_Kısa görev 1_
Kayıtlarda "the teapot spout." ifadesinin geçtiği satırdan kayıtların sonuna kadar uzanan kısmı, boş satırları atarak numaralı bir liste biçiminde yeniden yazın.

Bir başka, büyülü bir dünyadan gelir gibidir sesleri onların. Onca yüz yılların acılarını, sevinçlerini, özlemlerini, öfkelerini günümüze taşırlar. Bizi bizden alırlar.
Dinledikçe kendinizden geçersiniz, kendinizi bulursunuz. O sözlerin derinliğinde kaybolursunuz. Saatlerce hatta günlerce bile dinleyebilirsiniz. Hepsinde o özü bulursunuz. Sanki olgunlaşmış, dallarından sarkan olgun meyve gibidir onları dinlemenin tadı. İçli, yanık sesleriyle tüm sözleri havalandırırlar. Lirik, duygulu…
Son temsilcilerinden biri Neşet Ertaş’tı. Hacı Taşan, Muharrem Ertaş, Çekiç Ali… Günümüzde bu geleneği sürdürmeye çalışan yetenekli, usta sanatçı İsmail Altunsaray…
Ezgilerinde Pir Sultan Abdal’ın, Karacaoğlan’ın, Dadaloğlu’nun, Aşık Veysel’in ağırlığını taşırlar.
Bugün ayın ışığı
Elinde bal kaşığı
Yine nerden geliyon da
Mahlenin yakışığı
Vay nerdesin nerdesin
Kaldır camın perdesin
Diyeceğim çok amma
Pek kalabalık yerdesin…
Vay ne olur ne olur
sevda sırıynan olur
gözdür alemi gezer de
gönül biriynen olur
karşıdan geçti gelin
elinde testi gelin
sallan boyun göreyim
gençliğim geçti gelin…
Bu geleneğe Abdal geleneği denilir. Abdallar, yöredeki tüm düğünlere davulları, zurnaları, kemanlarıyla gelirler. Genelde güneş yanığı, esmer, kederli bir yüzleri vardır. En hareketli türkülerinde bile derinden gelen bir hüznü duyumsarsınız.
Çocukluğum Kırşehir’de geçti benim. Bu güzel insanları tanıdım, gördüm. Şenlendirdikleri düğünlerde onları gözledim. Hiç kimseye en ufak bir zararları, bir kem sözleri olmamıştır. Her zaman saygılı, ölçülü bir tavırla sanatlarını sunan bu insanlar Anadolu kültürünün en güzel örneklerindendir.

_Verilen malzeme_
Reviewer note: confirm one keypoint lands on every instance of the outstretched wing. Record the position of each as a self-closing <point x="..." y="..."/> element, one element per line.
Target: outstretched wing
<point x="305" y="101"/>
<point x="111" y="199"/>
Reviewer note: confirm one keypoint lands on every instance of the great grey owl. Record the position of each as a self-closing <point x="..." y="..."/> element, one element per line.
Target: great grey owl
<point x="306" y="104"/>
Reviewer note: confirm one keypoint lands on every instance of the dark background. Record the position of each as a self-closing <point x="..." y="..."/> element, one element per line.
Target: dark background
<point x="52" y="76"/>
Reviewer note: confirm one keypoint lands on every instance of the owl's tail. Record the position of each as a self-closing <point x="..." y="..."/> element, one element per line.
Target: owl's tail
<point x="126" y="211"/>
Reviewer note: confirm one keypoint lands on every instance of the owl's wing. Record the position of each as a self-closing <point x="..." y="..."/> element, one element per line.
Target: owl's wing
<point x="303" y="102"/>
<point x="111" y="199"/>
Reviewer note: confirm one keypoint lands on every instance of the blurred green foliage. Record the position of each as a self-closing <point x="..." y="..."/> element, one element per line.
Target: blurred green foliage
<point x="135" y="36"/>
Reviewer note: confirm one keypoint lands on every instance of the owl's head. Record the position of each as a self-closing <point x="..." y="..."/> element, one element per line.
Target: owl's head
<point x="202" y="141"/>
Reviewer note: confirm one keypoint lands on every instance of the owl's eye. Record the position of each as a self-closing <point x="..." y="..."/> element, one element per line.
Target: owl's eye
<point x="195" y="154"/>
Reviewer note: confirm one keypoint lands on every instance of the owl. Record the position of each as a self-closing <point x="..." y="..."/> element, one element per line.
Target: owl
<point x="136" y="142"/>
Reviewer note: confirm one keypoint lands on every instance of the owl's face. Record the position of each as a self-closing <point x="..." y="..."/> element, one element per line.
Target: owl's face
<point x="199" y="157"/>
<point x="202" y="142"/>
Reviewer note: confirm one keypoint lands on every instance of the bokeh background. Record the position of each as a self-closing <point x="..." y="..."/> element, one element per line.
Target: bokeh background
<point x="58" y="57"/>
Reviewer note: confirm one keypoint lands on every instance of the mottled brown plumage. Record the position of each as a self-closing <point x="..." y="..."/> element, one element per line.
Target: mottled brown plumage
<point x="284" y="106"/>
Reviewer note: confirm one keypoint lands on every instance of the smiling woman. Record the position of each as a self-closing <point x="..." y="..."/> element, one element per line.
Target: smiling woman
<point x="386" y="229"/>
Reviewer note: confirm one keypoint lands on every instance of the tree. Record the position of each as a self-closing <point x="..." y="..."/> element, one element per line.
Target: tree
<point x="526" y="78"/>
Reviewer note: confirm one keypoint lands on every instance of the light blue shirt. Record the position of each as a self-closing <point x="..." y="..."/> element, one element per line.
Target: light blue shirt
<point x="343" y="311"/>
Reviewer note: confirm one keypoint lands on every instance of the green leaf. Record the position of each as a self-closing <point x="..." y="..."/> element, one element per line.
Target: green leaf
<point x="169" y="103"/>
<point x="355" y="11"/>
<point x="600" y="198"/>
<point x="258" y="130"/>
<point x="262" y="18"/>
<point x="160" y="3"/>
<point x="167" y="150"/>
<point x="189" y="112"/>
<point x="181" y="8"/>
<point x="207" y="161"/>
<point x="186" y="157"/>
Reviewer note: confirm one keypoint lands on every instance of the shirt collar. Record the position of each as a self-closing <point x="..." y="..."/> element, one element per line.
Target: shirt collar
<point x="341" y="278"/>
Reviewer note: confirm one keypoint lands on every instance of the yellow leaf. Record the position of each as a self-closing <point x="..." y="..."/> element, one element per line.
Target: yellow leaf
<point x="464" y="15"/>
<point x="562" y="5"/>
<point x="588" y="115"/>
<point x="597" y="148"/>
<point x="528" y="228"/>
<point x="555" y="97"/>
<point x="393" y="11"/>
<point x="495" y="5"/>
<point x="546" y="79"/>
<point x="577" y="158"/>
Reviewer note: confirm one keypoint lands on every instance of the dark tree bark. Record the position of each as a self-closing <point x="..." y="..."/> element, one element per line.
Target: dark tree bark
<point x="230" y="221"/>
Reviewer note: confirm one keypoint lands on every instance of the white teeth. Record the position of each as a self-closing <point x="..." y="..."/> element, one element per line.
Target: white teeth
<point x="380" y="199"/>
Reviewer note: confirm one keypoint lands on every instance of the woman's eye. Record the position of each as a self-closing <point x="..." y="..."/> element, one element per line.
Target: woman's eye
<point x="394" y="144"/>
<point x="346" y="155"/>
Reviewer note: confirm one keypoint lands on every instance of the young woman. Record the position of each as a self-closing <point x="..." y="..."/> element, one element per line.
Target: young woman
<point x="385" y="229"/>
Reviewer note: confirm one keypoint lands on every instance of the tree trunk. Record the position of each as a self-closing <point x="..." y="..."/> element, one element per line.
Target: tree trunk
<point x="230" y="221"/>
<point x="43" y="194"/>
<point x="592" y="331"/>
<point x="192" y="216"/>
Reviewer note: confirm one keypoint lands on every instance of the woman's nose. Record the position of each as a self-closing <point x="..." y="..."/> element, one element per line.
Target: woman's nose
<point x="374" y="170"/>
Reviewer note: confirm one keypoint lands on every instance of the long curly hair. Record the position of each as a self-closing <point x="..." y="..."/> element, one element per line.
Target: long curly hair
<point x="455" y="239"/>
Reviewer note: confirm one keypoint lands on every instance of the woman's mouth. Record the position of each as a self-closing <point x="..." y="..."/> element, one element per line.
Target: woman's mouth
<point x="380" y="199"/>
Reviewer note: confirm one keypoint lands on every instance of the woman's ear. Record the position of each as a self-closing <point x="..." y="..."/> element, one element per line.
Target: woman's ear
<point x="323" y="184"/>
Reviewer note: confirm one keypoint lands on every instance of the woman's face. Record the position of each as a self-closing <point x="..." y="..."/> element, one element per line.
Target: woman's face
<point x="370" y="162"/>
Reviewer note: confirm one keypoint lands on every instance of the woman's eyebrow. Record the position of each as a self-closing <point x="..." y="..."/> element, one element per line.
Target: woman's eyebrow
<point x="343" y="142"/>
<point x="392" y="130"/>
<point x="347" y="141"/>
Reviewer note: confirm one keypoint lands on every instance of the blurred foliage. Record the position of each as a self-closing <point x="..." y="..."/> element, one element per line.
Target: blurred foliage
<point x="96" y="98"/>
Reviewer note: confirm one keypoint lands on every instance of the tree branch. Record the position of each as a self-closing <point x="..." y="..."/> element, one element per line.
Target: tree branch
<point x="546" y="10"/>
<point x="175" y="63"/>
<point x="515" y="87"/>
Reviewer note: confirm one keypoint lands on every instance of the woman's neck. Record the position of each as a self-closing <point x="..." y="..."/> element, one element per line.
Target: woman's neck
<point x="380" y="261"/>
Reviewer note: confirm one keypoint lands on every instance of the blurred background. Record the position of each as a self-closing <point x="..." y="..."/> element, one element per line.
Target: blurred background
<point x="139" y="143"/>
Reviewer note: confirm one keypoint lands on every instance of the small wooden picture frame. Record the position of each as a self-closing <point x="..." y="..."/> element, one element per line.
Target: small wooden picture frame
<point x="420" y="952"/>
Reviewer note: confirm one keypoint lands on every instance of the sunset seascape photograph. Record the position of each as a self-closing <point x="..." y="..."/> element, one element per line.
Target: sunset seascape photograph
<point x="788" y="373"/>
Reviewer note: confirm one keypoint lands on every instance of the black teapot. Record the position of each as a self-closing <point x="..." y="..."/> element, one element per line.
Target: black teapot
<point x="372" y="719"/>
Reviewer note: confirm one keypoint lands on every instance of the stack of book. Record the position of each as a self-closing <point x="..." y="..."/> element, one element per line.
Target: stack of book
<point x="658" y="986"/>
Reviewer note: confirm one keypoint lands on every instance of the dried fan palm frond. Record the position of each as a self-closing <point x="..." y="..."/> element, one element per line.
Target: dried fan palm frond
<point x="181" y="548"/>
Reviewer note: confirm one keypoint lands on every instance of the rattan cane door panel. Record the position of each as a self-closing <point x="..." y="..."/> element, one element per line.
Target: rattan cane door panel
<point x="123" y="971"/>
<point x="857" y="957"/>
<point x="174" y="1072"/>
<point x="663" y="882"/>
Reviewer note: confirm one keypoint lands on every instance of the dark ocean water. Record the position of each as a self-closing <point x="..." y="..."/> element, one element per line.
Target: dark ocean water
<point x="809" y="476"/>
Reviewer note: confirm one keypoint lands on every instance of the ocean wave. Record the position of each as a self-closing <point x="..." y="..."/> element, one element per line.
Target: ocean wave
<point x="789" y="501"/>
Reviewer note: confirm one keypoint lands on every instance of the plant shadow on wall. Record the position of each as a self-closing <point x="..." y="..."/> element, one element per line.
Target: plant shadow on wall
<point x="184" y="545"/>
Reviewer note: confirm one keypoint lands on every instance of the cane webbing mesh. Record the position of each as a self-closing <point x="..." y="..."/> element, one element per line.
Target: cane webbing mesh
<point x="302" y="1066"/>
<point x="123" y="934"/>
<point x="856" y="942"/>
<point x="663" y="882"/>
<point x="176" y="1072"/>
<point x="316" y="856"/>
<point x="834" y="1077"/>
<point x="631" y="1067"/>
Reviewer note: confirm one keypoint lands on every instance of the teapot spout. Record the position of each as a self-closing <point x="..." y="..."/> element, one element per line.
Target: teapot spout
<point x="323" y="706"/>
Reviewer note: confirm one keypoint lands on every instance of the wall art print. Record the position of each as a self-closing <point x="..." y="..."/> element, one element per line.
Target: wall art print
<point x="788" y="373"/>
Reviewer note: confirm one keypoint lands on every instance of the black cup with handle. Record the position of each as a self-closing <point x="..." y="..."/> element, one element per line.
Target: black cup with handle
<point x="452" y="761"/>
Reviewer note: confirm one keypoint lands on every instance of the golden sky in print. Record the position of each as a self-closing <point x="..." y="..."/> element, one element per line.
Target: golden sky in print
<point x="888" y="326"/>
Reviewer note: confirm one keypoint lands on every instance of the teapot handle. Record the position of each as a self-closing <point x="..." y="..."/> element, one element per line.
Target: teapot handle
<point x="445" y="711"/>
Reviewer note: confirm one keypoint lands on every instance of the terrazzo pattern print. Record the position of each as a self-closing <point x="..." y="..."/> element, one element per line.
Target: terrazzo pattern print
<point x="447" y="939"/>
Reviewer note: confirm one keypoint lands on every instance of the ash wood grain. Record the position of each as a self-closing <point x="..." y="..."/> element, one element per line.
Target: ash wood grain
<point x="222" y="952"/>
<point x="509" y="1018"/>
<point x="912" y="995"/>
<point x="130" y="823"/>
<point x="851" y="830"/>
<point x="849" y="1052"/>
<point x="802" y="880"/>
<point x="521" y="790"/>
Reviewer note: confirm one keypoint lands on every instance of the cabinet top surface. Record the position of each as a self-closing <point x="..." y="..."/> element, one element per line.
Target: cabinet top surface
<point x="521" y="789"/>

_Kısa görev 2_
Abdal geleneğini anlatan metni, son cümlesinden sonra sürdürün.

_Alıştırma sonucu 1_
1. Reviewer note: confirm one keypoint lands on every instance of the teapot spout. Record the position of each as a self-closing <point x="..." y="..."/> element, one element per line.
2. Target: teapot spout
3. <point x="323" y="706"/>
4. Reviewer note: confirm one keypoint lands on every instance of the wall art print. Record the position of each as a self-closing <point x="..." y="..."/> element, one element per line.
5. Target: wall art print
6. <point x="788" y="373"/>
7. Reviewer note: confirm one keypoint lands on every instance of the black cup with handle. Record the position of each as a self-closing <point x="..." y="..."/> element, one element per line.
8. Target: black cup with handle
9. <point x="452" y="761"/>
10. Reviewer note: confirm one keypoint lands on every instance of the golden sky in print. Record the position of each as a self-closing <point x="..." y="..."/> element, one element per line.
11. Target: golden sky in print
12. <point x="888" y="326"/>
13. Reviewer note: confirm one keypoint lands on every instance of the teapot handle. Record the position of each as a self-closing <point x="..." y="..."/> element, one element per line.
14. Target: teapot handle
15. <point x="445" y="711"/>
16. Reviewer note: confirm one keypoint lands on every instance of the terrazzo pattern print. Record the position of each as a self-closing <point x="..." y="..."/> element, one element per line.
17. Target: terrazzo pattern print
18. <point x="447" y="939"/>
19. Reviewer note: confirm one keypoint lands on every instance of the ash wood grain. Record the position of each as a self-closing <point x="..." y="..."/> element, one element per line.
20. Target: ash wood grain
21. <point x="222" y="952"/>
22. <point x="509" y="1018"/>
23. <point x="912" y="995"/>
24. <point x="130" y="823"/>
25. <point x="851" y="830"/>
26. <point x="849" y="1052"/>
27. <point x="802" y="880"/>
28. <point x="521" y="790"/>
29. Reviewer note: confirm one keypoint lands on every instance of the cabinet top surface. Record the position of each as a self-closing <point x="..." y="..."/> element, one element per line.
30. Target: cabinet top surface
31. <point x="521" y="789"/>

_Alıştırma sonucu 2_
Karanfil suyu neyler
Güzel kokuyu neyler
İki baş bir yastıkta
O göz uykuyu neyler
Leylam yar Leylam yar
Her gün akşam böyle yar
Küstüysen söyle yar söyle yar
Karanfil deste gider
Kokusu dosta gider
Sevip de alamayan
Gurbete hasta gider…
Buraya kadar Neşet Ertaş alır, sonrasında ozanın babası usta sanatçı Muharrem Ertaş sürdürür:
karanfil katar oldu.
ayrılık yeter oldu.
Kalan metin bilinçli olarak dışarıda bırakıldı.